• _WHAT IS BEING ASKED_: Give again the lines from the line with "Please locate the quilted jacket" to the last line of the records, exactly and in full. Do not carry over any pictures.

Natural-language object grounding data
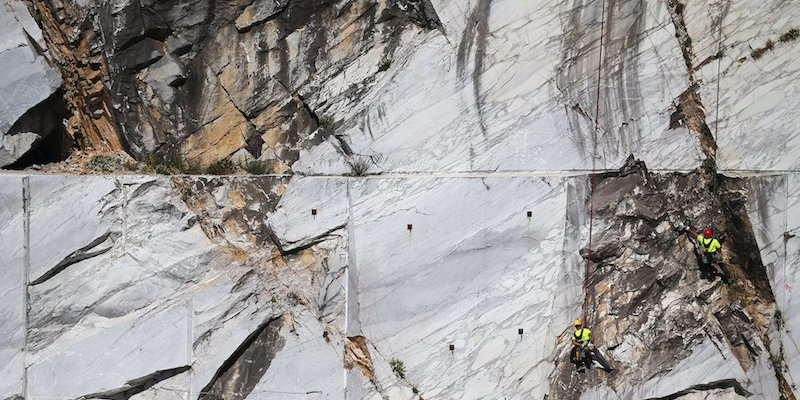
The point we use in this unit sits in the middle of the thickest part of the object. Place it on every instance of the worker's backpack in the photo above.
(578, 354)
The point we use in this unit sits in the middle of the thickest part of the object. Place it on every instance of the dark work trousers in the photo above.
(706, 263)
(586, 362)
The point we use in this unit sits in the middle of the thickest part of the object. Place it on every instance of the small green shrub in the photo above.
(255, 167)
(359, 166)
(326, 122)
(398, 368)
(162, 169)
(221, 167)
(132, 165)
(793, 34)
(709, 166)
(384, 64)
(183, 165)
(103, 163)
(778, 319)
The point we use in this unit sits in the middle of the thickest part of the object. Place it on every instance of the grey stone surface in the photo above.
(12, 291)
(27, 80)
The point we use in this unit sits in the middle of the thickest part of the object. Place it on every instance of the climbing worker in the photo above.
(708, 254)
(584, 351)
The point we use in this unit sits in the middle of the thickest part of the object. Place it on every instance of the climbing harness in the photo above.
(586, 312)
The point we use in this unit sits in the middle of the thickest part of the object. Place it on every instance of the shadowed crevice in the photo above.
(81, 254)
(138, 385)
(722, 384)
(243, 369)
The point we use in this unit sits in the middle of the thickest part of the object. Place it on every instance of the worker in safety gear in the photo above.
(708, 254)
(584, 351)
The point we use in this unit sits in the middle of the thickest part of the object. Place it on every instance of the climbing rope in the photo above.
(716, 118)
(594, 159)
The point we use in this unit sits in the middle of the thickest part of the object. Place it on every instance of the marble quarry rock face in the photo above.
(430, 85)
(154, 287)
(423, 230)
(27, 83)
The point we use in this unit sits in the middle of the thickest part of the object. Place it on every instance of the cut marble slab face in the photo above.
(12, 281)
(775, 215)
(92, 220)
(758, 98)
(512, 87)
(309, 365)
(471, 271)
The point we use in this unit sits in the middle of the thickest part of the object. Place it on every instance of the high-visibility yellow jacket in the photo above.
(582, 335)
(709, 245)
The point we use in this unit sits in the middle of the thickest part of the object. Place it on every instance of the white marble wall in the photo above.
(473, 269)
(465, 100)
(12, 286)
(775, 215)
(758, 98)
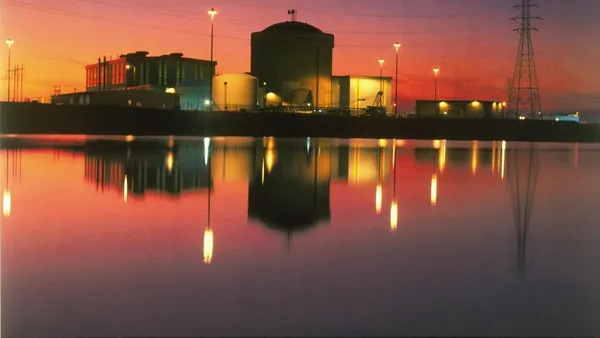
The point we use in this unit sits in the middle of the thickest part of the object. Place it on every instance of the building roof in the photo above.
(292, 27)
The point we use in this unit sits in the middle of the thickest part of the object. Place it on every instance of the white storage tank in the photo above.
(235, 92)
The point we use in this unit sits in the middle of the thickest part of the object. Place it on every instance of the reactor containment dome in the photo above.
(294, 61)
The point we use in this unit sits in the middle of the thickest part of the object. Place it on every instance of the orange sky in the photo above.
(470, 40)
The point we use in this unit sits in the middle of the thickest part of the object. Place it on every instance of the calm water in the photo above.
(269, 237)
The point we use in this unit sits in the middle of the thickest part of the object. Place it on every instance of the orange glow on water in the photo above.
(270, 160)
(208, 246)
(394, 216)
(433, 197)
(125, 189)
(6, 203)
(378, 198)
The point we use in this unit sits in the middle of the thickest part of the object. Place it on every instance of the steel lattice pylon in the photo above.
(524, 90)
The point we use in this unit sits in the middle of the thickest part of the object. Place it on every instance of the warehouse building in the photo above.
(460, 109)
(139, 69)
(120, 98)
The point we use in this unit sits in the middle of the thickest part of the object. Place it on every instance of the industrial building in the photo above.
(120, 98)
(460, 109)
(294, 61)
(358, 92)
(139, 69)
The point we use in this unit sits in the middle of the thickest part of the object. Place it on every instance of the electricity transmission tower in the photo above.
(524, 91)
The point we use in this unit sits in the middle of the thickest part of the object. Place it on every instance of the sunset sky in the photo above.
(471, 41)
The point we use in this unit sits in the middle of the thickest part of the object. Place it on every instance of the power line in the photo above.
(361, 14)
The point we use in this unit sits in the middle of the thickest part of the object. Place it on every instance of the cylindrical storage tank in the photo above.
(294, 57)
(235, 92)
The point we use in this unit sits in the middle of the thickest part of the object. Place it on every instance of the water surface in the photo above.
(269, 237)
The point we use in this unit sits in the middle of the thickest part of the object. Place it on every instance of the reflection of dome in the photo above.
(294, 196)
(292, 27)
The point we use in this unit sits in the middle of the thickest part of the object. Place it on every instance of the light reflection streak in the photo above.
(208, 246)
(378, 198)
(434, 190)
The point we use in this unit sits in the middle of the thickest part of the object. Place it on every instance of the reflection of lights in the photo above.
(475, 157)
(206, 146)
(443, 156)
(494, 156)
(378, 198)
(208, 246)
(170, 161)
(394, 157)
(125, 188)
(434, 190)
(502, 165)
(576, 155)
(263, 173)
(270, 160)
(6, 203)
(394, 215)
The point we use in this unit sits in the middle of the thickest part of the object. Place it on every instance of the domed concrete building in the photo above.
(294, 61)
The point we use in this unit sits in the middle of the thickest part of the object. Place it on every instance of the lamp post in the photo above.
(435, 72)
(129, 67)
(381, 61)
(9, 43)
(225, 99)
(212, 12)
(397, 46)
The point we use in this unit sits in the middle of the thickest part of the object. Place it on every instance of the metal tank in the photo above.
(235, 92)
(294, 61)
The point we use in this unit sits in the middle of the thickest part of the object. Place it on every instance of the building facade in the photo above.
(120, 98)
(460, 109)
(139, 69)
(294, 61)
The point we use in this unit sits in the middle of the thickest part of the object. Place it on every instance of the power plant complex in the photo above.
(291, 71)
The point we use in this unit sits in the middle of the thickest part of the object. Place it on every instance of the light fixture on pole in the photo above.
(381, 61)
(225, 94)
(9, 43)
(435, 72)
(212, 12)
(397, 46)
(132, 67)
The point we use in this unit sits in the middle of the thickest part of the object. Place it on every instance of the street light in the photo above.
(435, 72)
(129, 67)
(381, 61)
(225, 85)
(212, 12)
(9, 43)
(397, 46)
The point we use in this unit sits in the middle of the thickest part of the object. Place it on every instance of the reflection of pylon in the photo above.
(523, 168)
(524, 91)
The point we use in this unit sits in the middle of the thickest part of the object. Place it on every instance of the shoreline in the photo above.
(38, 119)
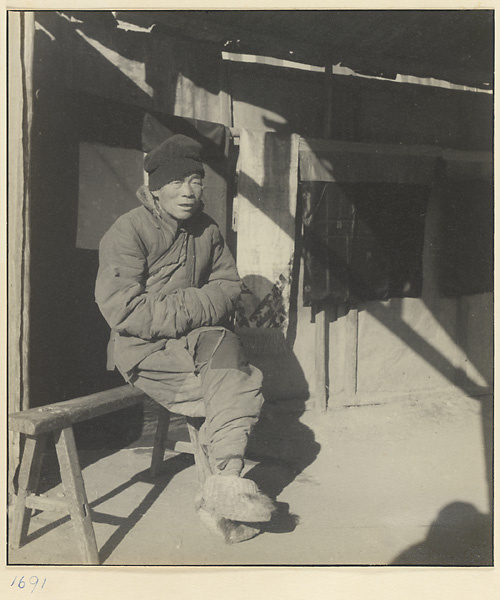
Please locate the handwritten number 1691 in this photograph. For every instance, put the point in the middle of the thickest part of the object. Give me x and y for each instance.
(33, 581)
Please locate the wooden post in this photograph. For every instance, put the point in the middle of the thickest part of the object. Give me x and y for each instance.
(321, 324)
(21, 45)
(351, 352)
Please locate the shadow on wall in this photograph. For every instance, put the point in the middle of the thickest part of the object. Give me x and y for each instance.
(460, 536)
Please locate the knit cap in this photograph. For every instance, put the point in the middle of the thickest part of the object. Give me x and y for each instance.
(175, 158)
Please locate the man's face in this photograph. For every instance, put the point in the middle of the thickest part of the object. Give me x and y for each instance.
(181, 198)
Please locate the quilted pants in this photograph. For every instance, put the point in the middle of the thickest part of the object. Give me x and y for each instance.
(207, 374)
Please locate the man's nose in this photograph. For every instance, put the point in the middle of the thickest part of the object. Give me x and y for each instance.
(187, 189)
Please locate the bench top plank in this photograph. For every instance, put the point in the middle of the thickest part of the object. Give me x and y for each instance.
(63, 414)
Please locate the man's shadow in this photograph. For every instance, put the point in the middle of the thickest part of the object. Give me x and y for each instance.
(460, 536)
(280, 443)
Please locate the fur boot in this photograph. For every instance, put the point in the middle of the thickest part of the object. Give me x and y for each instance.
(231, 532)
(235, 498)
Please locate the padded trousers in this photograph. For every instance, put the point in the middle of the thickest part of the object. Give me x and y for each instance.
(210, 369)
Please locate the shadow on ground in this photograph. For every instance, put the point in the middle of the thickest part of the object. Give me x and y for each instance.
(461, 536)
(283, 447)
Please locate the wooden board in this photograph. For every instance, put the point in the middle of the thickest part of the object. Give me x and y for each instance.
(63, 414)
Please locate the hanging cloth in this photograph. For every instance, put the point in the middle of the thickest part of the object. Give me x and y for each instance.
(363, 211)
(267, 172)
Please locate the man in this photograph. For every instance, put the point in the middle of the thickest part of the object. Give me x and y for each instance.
(167, 286)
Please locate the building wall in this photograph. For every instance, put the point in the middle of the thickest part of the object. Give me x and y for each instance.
(404, 346)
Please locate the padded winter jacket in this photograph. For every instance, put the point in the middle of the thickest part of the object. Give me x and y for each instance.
(159, 279)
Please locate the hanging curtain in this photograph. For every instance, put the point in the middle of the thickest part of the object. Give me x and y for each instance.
(267, 173)
(363, 213)
(113, 139)
(465, 255)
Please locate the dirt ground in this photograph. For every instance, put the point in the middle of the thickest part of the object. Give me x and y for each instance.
(406, 482)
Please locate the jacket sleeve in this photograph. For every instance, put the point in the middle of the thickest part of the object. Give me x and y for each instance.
(130, 310)
(215, 301)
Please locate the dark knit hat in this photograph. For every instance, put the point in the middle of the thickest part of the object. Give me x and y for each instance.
(175, 158)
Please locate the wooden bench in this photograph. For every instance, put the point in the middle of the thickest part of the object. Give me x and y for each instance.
(58, 419)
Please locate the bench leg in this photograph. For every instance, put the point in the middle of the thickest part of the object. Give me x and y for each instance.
(200, 458)
(74, 490)
(159, 443)
(29, 475)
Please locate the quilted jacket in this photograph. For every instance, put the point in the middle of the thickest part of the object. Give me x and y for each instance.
(159, 279)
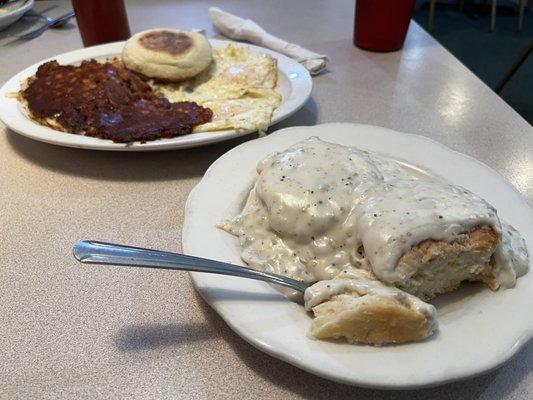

• _RESPONSE BELOW_:
Please locate the quilted jacket in this photograph. For every instance, put the point in the middle of the thickest part of the object. Give me x and y for each instance.
(159, 279)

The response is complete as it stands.